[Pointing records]
(begin)

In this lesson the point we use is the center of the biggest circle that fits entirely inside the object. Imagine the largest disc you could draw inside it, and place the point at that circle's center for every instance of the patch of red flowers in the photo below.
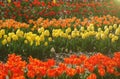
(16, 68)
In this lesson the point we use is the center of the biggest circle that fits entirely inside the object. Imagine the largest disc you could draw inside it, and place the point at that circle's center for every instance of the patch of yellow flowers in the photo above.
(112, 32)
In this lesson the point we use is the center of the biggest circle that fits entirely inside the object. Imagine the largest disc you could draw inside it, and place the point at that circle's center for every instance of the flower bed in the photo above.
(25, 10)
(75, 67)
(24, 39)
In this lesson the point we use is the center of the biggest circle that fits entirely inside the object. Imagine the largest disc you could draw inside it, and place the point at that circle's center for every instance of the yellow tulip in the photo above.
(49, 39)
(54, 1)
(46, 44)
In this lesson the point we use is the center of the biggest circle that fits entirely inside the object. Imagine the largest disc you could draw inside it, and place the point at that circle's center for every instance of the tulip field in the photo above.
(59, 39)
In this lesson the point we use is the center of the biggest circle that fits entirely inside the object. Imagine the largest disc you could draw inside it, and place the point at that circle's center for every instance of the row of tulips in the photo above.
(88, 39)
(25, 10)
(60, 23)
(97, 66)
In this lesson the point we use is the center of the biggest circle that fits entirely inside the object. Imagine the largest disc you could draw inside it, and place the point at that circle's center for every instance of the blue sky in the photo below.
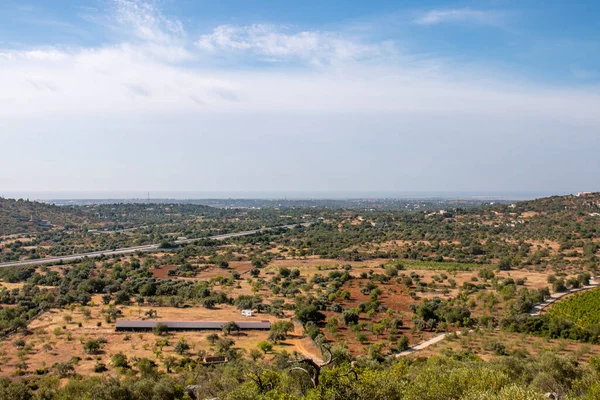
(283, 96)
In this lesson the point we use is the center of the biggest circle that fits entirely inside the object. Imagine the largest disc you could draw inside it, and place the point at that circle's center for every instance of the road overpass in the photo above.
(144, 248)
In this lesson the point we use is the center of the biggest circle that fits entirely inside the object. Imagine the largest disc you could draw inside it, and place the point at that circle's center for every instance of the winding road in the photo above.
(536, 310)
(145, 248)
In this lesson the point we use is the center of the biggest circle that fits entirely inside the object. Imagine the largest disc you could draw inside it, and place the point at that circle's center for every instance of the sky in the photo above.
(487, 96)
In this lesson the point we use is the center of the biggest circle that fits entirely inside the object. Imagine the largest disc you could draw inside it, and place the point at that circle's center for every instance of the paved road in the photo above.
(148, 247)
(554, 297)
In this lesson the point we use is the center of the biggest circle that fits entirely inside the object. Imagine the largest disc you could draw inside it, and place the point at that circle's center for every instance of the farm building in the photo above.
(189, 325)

(end)
(begin)

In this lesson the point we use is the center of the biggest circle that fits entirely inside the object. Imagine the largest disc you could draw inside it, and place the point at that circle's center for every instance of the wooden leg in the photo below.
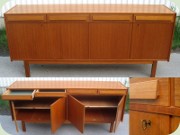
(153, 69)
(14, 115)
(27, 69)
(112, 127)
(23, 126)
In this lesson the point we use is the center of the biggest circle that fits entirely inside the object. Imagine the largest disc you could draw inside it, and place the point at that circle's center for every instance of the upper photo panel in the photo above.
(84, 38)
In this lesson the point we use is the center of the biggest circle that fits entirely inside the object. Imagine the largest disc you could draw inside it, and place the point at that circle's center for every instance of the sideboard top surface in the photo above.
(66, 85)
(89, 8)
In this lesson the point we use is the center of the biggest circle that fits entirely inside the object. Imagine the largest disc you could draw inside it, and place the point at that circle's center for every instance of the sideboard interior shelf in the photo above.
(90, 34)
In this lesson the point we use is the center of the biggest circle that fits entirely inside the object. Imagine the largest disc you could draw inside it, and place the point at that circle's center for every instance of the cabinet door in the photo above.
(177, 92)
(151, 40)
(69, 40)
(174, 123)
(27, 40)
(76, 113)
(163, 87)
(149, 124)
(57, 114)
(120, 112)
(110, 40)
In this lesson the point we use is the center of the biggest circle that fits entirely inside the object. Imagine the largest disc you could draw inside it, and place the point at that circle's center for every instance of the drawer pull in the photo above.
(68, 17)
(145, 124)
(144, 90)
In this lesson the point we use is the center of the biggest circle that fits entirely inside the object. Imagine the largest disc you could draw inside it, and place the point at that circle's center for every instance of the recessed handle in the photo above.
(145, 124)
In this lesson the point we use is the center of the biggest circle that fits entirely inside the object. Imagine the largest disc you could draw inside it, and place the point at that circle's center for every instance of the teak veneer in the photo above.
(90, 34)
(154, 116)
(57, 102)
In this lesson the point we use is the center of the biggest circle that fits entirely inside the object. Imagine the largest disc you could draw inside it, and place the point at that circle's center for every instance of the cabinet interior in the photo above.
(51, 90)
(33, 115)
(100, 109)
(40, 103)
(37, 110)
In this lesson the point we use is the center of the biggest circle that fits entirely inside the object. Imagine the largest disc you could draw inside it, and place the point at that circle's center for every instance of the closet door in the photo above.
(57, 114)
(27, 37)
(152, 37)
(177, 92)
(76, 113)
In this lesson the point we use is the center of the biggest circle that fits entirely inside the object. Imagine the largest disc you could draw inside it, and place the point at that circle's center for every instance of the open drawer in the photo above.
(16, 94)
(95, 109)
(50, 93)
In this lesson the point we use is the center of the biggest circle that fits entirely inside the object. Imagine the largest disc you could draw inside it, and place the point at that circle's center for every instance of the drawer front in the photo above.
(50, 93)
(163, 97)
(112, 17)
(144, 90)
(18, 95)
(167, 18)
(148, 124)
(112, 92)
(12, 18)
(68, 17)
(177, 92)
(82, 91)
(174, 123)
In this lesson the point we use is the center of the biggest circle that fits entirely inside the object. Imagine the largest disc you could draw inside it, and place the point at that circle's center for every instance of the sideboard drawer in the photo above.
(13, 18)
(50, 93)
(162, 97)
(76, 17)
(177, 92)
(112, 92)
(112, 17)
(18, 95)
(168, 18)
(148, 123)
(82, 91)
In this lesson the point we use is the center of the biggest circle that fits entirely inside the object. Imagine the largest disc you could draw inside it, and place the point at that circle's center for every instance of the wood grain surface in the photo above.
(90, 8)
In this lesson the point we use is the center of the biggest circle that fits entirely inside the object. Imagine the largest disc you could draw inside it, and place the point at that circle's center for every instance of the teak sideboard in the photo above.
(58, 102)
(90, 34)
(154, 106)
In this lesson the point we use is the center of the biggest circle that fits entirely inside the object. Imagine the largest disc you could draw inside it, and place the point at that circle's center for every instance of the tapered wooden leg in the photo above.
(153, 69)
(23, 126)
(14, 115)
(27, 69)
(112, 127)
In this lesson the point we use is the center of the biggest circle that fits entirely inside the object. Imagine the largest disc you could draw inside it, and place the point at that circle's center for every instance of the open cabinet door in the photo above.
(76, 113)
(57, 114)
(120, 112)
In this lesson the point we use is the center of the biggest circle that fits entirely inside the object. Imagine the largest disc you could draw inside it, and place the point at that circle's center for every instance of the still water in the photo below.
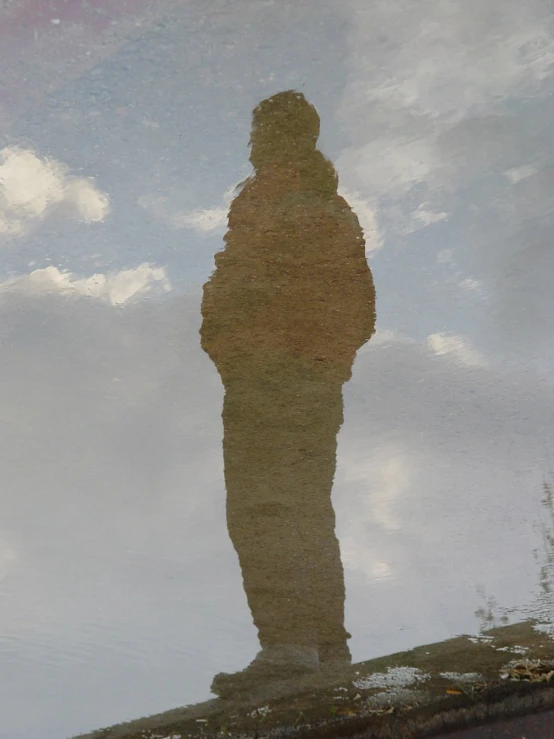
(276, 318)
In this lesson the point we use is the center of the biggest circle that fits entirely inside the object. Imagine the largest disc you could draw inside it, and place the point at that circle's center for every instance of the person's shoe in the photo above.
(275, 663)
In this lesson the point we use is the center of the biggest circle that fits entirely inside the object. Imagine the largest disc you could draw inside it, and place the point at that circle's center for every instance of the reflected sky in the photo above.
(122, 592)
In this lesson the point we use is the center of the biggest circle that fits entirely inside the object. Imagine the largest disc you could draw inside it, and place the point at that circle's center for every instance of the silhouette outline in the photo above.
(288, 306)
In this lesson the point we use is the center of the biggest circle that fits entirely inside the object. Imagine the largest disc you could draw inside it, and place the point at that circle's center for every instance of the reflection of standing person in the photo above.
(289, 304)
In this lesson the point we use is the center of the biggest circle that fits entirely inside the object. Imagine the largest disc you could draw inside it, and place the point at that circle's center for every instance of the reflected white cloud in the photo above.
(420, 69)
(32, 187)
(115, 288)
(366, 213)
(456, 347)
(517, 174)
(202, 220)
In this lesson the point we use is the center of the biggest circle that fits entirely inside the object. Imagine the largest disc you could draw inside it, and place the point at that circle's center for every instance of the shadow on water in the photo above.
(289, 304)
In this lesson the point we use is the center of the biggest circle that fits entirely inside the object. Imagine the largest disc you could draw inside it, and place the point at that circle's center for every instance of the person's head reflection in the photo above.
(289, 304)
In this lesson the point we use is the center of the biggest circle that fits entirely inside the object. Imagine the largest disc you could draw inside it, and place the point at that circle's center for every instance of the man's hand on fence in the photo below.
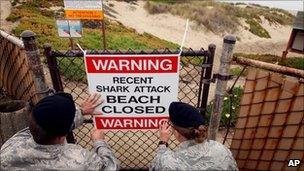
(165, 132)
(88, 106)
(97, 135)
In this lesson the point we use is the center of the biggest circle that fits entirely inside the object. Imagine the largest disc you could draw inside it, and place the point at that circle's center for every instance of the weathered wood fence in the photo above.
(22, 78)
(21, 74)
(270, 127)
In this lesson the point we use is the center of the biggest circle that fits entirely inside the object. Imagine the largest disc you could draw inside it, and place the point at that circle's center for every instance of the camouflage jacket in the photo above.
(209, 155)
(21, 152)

(end)
(begin)

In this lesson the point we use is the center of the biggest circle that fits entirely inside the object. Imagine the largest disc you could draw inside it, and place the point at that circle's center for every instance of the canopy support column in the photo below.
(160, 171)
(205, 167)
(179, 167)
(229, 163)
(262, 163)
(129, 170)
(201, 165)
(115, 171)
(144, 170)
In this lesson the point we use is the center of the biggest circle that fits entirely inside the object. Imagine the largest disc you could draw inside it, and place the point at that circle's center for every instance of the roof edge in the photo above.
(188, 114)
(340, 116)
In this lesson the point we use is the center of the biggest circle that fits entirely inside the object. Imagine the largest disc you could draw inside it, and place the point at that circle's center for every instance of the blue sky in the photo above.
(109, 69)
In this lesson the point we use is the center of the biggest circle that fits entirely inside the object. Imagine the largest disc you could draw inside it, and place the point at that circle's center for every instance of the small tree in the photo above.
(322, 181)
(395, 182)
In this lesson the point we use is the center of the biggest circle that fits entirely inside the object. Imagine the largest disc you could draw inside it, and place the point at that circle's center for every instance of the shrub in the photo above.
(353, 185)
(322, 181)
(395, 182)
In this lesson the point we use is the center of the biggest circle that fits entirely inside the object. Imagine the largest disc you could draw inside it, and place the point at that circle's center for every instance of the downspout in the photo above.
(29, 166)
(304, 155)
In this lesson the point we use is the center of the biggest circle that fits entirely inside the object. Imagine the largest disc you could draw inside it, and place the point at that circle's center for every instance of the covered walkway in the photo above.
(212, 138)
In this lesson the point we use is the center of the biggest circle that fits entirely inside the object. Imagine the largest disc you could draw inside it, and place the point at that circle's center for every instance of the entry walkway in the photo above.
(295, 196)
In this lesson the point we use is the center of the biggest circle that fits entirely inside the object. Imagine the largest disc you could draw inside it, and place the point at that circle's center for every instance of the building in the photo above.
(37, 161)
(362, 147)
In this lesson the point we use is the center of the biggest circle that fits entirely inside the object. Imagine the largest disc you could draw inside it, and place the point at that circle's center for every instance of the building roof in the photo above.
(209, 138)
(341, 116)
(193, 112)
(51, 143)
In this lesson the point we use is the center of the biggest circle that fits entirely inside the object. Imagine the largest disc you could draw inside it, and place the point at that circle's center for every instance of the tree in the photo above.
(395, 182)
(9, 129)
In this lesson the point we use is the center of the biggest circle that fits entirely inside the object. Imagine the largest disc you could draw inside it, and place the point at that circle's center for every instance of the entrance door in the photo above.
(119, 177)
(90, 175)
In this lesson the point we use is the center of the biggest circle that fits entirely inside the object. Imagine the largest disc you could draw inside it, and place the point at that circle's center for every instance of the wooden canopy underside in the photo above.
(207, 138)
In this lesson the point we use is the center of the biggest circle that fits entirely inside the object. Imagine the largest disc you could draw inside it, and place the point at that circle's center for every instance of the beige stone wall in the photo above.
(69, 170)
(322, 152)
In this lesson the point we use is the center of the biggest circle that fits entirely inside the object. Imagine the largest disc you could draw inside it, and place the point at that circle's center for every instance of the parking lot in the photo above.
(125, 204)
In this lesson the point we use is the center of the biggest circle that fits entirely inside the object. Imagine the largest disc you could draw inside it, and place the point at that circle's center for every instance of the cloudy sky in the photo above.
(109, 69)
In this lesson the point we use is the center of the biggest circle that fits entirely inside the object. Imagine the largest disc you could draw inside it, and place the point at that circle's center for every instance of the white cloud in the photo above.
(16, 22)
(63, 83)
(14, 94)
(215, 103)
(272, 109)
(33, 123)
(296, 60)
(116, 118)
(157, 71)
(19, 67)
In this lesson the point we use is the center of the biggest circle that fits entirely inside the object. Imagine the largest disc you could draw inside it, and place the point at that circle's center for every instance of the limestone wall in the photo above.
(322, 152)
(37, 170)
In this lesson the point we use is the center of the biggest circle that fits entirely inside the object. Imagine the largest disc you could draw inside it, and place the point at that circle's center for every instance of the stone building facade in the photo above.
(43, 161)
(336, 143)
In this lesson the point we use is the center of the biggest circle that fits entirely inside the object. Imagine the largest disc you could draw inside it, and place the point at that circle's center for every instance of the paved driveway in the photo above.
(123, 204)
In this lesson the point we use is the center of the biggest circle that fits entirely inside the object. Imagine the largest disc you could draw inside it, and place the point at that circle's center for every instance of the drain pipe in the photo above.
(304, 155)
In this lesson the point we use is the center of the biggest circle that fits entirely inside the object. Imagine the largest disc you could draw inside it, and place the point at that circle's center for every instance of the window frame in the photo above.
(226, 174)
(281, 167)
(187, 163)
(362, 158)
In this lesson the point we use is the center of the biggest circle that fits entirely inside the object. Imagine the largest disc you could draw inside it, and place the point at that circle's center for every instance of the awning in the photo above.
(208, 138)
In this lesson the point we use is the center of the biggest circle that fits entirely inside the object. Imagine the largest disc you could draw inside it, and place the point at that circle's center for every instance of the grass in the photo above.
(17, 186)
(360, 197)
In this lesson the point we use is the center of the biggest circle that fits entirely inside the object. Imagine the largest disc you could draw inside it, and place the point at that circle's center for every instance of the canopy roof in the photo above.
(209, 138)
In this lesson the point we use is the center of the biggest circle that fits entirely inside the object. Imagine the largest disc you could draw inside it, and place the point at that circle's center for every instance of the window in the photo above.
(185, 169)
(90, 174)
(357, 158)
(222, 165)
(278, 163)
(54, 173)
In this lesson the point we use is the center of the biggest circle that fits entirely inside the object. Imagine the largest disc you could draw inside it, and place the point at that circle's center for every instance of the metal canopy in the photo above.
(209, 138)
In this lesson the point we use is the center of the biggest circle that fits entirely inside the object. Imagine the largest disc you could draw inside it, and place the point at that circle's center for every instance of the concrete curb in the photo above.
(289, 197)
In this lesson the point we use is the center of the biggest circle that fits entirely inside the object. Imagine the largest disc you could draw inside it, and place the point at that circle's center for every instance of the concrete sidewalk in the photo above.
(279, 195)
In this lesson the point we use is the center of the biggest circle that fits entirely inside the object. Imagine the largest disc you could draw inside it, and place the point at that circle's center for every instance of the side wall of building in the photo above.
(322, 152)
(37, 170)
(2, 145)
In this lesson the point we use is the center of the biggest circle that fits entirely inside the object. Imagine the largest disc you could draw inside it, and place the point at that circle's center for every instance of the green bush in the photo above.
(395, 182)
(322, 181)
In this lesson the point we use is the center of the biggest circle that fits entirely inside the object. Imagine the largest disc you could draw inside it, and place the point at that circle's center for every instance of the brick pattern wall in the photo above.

(end)

▸ Instruction: Return every line of the records above that contains the word "flowers".

▸ Answer to the problem:
In this lesson the point we use is the center of the biggest circle that fits entirely inside the object. Imagine the largest disc you could draw inside it, and place the point at that circle's center for every instance of the patch of red flowers in the photo below.
In this lesson the point we use is the center of the biggest circle that fits entirely inside the object. Imagine the largest disc you could draw inside it, and place the point at that circle's center for every instance of the patch of yellow flowers in the photo above.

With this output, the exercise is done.